— EXERCISE DIRECTIONS —
Identify each line in the records below that contains the word "hoof", and copy those lines.

— Dataset entries —

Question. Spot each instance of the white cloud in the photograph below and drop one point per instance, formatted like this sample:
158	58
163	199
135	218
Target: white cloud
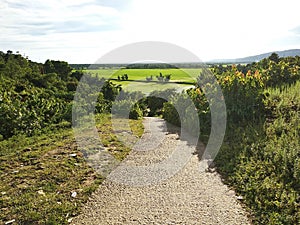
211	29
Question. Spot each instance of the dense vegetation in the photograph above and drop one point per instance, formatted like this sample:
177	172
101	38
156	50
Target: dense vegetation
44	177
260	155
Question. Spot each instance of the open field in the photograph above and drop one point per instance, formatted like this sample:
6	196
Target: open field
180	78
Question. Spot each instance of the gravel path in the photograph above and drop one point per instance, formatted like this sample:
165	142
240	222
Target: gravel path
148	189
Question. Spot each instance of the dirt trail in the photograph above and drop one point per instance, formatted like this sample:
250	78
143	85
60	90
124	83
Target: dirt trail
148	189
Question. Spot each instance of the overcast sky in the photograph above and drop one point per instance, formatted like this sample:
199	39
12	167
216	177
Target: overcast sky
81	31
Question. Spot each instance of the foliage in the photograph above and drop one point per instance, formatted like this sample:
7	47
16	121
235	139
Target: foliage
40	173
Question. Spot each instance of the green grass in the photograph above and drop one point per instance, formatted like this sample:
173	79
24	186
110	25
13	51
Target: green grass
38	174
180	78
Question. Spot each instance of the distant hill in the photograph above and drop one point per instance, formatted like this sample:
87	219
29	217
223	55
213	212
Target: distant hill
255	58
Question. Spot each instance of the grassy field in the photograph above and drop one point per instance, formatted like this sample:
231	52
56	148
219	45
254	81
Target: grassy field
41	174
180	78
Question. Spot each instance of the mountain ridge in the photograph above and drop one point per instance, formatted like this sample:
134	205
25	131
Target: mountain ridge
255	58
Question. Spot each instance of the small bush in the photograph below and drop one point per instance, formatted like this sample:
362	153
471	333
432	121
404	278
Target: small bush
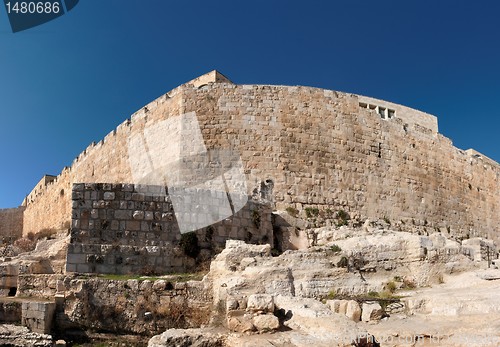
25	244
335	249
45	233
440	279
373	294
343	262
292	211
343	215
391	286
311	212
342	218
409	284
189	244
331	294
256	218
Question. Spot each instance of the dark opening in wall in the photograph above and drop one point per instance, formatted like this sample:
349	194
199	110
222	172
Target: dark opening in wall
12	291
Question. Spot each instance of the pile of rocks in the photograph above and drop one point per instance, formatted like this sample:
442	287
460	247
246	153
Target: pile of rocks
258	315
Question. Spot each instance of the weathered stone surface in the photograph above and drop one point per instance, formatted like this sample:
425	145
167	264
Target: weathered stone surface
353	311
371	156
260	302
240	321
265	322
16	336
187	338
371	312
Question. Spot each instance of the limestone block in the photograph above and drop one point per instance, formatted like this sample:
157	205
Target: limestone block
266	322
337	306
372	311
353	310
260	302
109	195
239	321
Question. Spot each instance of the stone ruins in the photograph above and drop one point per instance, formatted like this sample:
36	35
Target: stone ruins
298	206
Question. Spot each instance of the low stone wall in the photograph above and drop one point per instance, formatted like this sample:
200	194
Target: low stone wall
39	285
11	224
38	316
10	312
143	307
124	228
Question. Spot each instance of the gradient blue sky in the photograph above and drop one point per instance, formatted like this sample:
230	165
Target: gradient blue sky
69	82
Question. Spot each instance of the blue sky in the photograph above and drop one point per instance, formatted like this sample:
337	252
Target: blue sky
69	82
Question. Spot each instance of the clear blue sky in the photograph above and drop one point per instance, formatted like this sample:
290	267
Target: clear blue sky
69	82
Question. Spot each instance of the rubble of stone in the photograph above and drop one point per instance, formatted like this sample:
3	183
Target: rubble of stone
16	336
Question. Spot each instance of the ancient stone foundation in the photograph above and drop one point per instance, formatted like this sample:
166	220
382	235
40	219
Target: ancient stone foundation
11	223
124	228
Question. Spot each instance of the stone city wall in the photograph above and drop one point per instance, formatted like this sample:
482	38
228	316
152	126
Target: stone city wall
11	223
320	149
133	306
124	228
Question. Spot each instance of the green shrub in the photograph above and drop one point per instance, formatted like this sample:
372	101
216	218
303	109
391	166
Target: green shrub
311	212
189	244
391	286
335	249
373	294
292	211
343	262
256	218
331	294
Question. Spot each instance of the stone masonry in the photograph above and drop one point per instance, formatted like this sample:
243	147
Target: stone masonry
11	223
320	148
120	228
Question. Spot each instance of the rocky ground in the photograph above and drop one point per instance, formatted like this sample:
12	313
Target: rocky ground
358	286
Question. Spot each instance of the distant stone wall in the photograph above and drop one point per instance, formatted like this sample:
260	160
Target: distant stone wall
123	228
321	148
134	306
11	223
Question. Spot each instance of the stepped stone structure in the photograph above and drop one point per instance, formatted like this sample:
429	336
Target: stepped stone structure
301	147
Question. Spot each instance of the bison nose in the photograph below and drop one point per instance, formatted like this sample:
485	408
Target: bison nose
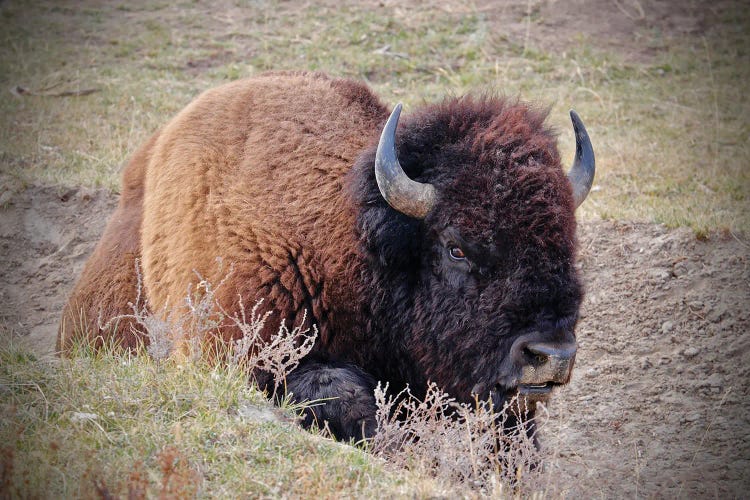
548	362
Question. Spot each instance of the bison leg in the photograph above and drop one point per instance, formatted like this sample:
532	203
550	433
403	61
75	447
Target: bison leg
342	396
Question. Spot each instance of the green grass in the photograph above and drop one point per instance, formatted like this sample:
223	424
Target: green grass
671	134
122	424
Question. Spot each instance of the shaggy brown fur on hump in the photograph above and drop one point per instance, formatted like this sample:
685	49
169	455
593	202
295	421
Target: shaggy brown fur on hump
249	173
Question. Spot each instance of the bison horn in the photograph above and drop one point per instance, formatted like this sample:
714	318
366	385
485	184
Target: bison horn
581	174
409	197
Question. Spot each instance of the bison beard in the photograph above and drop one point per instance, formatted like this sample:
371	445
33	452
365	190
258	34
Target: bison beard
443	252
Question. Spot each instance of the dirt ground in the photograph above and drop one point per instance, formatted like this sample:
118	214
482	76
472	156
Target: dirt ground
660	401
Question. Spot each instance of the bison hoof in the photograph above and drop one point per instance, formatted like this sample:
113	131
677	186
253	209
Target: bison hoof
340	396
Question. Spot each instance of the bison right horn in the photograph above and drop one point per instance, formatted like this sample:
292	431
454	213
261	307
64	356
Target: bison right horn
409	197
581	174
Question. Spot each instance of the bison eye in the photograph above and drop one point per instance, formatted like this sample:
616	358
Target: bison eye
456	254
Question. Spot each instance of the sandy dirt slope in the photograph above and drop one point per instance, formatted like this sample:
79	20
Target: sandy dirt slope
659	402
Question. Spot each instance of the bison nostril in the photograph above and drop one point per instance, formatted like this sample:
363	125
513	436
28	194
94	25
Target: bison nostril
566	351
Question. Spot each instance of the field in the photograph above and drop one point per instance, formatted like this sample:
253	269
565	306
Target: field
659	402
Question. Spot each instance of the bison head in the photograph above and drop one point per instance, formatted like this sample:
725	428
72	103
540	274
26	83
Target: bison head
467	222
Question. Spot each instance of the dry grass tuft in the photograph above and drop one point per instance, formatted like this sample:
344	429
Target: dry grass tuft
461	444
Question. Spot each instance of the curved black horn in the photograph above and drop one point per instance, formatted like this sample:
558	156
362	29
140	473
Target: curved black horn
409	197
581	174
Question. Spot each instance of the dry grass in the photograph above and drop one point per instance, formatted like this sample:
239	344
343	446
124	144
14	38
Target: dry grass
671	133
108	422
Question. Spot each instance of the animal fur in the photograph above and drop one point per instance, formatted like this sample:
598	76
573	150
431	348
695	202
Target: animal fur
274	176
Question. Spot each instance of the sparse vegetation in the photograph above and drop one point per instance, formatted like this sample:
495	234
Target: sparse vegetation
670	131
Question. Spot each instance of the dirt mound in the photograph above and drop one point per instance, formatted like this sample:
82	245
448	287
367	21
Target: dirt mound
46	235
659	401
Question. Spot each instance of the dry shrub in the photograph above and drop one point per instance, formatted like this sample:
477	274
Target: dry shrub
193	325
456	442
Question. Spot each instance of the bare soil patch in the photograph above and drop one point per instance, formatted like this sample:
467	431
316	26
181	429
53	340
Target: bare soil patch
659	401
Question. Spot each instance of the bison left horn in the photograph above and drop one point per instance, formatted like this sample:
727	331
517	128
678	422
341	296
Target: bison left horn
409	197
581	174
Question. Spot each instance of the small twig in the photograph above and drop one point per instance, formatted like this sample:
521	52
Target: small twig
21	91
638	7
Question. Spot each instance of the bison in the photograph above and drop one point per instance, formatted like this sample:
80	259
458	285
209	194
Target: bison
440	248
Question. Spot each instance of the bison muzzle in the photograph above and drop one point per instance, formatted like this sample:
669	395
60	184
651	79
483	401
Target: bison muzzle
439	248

---

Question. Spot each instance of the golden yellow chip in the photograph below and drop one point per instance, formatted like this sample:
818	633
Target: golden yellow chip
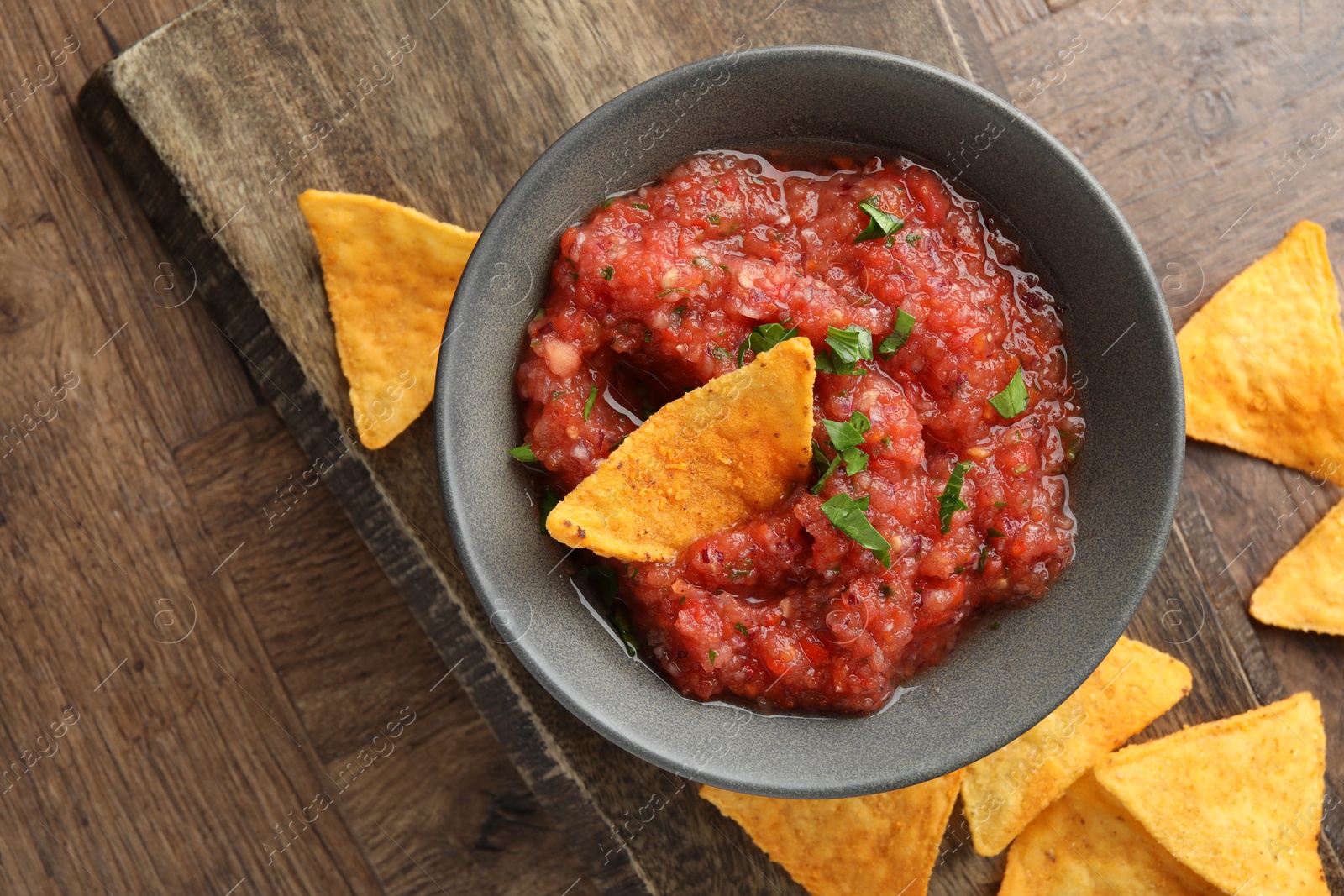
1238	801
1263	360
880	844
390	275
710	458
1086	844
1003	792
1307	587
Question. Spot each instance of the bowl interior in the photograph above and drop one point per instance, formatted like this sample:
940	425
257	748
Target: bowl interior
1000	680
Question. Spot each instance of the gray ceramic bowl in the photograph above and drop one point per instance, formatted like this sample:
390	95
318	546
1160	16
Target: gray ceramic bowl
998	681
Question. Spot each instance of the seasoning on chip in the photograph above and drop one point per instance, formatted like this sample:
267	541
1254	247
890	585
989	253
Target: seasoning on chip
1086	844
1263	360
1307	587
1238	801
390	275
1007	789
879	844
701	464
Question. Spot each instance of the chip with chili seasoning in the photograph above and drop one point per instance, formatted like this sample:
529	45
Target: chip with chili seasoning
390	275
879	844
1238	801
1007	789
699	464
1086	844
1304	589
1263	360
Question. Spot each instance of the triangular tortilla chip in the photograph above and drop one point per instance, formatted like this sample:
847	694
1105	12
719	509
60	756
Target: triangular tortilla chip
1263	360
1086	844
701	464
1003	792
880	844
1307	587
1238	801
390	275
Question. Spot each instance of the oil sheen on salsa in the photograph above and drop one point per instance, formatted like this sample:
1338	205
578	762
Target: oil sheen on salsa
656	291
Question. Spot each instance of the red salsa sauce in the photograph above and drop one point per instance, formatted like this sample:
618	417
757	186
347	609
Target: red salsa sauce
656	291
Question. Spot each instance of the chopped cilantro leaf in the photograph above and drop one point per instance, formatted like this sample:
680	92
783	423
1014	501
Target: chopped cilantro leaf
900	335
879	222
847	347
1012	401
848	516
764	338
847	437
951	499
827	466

...

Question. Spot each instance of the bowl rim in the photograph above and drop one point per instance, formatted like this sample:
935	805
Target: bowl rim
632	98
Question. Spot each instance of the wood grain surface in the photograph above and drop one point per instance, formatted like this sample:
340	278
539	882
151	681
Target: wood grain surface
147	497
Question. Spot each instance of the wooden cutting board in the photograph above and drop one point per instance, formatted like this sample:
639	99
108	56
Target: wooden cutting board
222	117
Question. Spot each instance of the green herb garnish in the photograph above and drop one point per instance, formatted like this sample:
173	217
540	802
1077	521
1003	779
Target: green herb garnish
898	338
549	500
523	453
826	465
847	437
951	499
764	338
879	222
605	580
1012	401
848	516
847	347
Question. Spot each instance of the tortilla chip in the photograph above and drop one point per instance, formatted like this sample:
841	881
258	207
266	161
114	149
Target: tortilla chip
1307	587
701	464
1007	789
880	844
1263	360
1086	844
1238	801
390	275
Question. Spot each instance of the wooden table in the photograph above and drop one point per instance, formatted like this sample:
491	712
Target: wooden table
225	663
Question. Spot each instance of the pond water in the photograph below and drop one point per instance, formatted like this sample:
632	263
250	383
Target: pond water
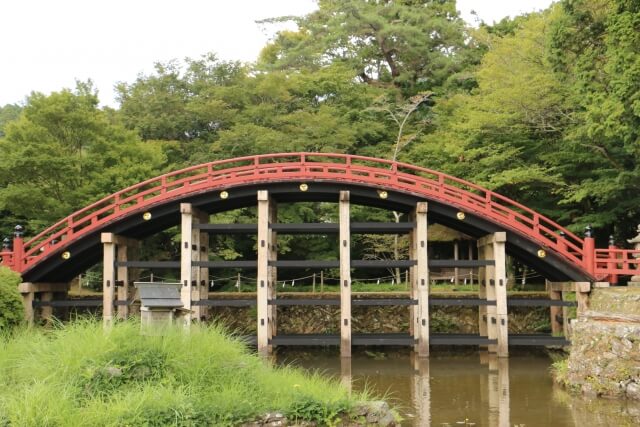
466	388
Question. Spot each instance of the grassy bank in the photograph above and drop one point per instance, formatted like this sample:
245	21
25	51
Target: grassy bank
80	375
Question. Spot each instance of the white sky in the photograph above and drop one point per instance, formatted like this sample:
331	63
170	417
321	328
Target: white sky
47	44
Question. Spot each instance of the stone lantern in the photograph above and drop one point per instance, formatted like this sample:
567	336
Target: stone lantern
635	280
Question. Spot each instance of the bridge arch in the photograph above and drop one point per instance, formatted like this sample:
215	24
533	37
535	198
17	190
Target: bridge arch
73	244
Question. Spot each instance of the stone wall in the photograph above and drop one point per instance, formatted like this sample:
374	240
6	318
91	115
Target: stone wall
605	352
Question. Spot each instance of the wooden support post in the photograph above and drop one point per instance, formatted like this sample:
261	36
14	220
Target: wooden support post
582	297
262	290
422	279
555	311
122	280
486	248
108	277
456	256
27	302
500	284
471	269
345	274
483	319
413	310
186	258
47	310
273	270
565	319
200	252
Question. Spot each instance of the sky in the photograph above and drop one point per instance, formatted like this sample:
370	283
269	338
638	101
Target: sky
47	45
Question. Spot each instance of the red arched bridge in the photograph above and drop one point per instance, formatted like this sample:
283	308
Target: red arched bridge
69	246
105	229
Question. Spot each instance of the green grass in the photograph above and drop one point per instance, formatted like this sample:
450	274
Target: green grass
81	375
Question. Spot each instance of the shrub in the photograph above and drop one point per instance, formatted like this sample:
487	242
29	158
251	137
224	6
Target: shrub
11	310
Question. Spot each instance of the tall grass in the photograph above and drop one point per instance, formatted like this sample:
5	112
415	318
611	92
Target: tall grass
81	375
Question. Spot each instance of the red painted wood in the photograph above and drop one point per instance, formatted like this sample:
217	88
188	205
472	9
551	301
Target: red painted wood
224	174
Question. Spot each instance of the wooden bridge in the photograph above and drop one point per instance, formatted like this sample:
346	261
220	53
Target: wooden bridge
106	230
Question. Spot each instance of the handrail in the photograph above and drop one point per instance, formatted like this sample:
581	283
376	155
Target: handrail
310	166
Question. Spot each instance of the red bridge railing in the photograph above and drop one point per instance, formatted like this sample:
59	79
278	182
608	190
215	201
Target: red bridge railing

— RESULT —
Question. Spot each instance of the bison hoof in the photograph above and drop one point per instance, formatted like this sample:
Target: bison hoof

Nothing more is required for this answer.